What you have to do: Pull out every line of the material below that contains the string "surround". Matching is case-sensitive.

Materials provided:
---*---

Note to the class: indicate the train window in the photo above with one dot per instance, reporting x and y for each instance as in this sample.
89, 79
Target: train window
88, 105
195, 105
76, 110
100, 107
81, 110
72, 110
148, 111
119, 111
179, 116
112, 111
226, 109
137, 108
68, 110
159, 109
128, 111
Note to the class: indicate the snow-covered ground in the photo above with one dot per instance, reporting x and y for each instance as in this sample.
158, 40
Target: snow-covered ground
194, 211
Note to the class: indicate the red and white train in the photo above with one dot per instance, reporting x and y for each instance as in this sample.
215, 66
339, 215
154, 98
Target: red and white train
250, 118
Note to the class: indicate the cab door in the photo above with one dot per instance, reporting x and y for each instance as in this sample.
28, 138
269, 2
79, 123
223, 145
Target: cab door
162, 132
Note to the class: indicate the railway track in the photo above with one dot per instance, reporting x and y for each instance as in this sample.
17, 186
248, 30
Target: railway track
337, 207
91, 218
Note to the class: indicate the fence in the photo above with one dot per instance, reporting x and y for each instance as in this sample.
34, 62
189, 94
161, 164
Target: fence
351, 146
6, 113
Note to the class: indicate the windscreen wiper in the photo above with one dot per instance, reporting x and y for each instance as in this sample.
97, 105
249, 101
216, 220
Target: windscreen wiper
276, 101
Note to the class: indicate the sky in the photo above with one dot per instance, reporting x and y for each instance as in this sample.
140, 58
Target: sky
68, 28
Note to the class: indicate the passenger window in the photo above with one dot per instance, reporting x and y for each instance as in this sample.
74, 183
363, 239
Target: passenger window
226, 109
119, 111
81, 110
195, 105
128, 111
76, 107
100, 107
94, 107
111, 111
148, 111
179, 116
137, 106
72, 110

---*---

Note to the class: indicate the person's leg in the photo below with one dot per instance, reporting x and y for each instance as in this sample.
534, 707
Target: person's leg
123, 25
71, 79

---*---

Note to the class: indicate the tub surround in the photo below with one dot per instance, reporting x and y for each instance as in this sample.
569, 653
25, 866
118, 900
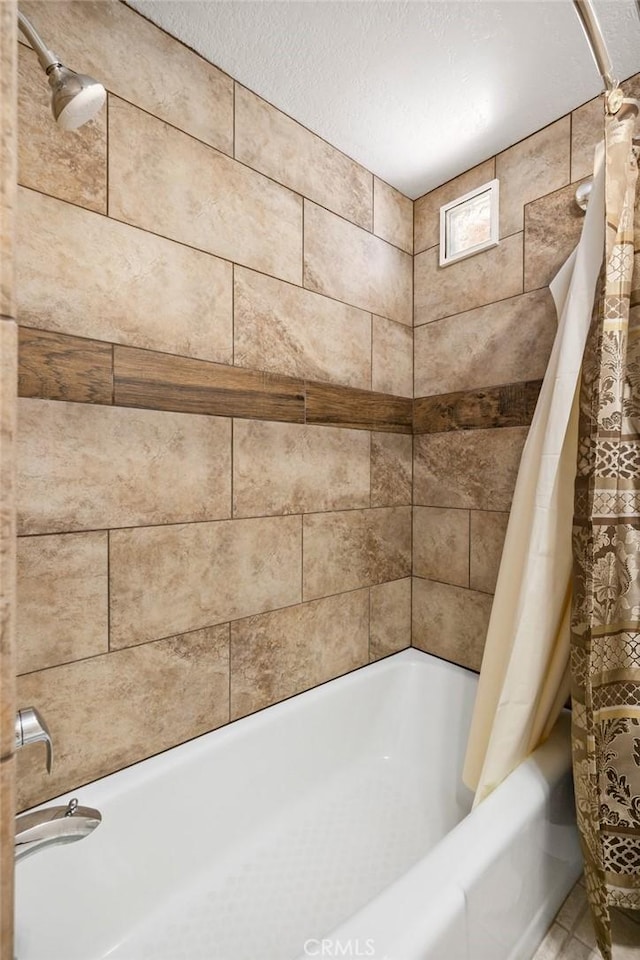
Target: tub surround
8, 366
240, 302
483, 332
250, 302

---*---

Answer to the exercise:
Note to the class: indicate the tub surround in the photo below with one dot per instance, reporting x and y for each instance as in this sample.
Target: tub surround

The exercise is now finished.